PROMPT>
Tally the lines in the entries below that contain the string "paved", matching case exactly, and give only that number.

RECORD SET>
++++

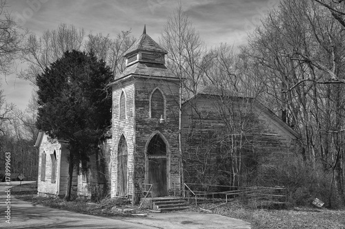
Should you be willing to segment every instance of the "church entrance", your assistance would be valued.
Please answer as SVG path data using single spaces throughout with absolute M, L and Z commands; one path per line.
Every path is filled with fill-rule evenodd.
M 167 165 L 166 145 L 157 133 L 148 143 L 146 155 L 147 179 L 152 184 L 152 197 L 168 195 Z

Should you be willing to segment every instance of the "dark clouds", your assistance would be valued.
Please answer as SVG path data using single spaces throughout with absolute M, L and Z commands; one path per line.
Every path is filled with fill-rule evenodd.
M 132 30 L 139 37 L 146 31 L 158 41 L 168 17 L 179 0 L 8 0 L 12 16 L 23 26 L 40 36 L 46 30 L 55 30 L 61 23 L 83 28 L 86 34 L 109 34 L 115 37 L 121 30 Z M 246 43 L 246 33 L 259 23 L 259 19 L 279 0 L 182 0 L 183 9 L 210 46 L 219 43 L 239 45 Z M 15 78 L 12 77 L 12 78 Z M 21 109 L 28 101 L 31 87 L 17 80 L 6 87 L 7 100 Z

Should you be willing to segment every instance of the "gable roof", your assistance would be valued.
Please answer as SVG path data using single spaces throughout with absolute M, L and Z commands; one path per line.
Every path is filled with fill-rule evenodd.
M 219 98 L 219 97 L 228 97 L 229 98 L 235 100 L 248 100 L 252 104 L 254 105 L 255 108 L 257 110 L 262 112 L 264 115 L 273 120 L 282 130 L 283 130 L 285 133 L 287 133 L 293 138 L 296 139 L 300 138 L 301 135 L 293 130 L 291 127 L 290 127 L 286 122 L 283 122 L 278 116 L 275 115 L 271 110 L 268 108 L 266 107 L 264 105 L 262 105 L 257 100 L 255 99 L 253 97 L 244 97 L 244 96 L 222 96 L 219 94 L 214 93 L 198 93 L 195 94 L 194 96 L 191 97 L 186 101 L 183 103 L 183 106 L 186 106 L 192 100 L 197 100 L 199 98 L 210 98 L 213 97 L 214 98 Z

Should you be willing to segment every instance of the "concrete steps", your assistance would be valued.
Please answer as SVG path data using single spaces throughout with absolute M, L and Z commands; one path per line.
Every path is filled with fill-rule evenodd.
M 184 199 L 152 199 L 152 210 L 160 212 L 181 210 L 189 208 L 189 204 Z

++++

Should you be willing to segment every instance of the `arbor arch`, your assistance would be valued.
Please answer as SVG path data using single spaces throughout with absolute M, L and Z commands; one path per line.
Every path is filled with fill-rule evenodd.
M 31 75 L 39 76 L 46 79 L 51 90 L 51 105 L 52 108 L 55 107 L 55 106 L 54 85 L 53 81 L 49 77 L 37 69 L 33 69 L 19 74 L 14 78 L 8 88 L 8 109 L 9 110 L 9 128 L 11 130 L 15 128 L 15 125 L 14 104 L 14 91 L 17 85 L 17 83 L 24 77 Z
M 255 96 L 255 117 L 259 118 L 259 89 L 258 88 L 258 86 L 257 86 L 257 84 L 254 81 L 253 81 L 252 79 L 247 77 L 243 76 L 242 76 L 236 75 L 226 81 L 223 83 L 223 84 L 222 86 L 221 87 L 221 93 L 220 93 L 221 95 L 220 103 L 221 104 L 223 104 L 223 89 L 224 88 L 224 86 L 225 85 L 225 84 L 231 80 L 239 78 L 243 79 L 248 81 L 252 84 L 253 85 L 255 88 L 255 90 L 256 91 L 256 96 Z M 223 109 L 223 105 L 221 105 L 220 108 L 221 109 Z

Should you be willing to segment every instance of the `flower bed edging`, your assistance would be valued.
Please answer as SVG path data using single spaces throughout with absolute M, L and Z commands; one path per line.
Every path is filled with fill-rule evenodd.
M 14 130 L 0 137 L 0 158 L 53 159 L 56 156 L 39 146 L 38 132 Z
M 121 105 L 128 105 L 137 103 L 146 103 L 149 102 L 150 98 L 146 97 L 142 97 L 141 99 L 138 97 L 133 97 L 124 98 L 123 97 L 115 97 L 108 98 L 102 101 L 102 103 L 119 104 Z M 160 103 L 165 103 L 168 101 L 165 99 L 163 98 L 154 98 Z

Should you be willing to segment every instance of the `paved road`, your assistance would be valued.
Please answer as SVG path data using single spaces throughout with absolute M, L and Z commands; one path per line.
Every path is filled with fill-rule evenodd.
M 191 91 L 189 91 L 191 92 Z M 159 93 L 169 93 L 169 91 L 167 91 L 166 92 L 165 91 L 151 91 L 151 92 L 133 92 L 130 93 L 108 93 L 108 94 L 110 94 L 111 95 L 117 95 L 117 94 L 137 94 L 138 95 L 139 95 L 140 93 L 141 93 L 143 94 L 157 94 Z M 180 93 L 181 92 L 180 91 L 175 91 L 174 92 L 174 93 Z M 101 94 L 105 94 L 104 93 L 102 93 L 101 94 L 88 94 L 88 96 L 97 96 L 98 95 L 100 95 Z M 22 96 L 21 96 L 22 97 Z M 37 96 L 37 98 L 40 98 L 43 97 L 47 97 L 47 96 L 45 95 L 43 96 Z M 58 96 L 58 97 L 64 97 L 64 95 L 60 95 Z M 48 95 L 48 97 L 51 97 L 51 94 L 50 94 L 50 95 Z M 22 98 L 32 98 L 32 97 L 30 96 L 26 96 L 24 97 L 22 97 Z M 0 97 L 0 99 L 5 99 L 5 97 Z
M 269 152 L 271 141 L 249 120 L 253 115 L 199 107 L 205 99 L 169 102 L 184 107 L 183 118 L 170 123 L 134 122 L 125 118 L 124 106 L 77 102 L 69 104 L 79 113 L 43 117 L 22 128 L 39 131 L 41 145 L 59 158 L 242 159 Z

++++

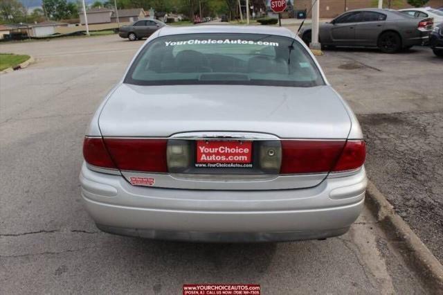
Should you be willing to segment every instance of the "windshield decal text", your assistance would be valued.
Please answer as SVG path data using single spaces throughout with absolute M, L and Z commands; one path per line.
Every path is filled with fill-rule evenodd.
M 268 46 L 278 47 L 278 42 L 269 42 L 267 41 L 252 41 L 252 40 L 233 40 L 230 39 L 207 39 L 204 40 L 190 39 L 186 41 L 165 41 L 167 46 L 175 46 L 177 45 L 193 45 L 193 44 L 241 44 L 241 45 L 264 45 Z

++++

SOLUTION TO THIS TASK>
1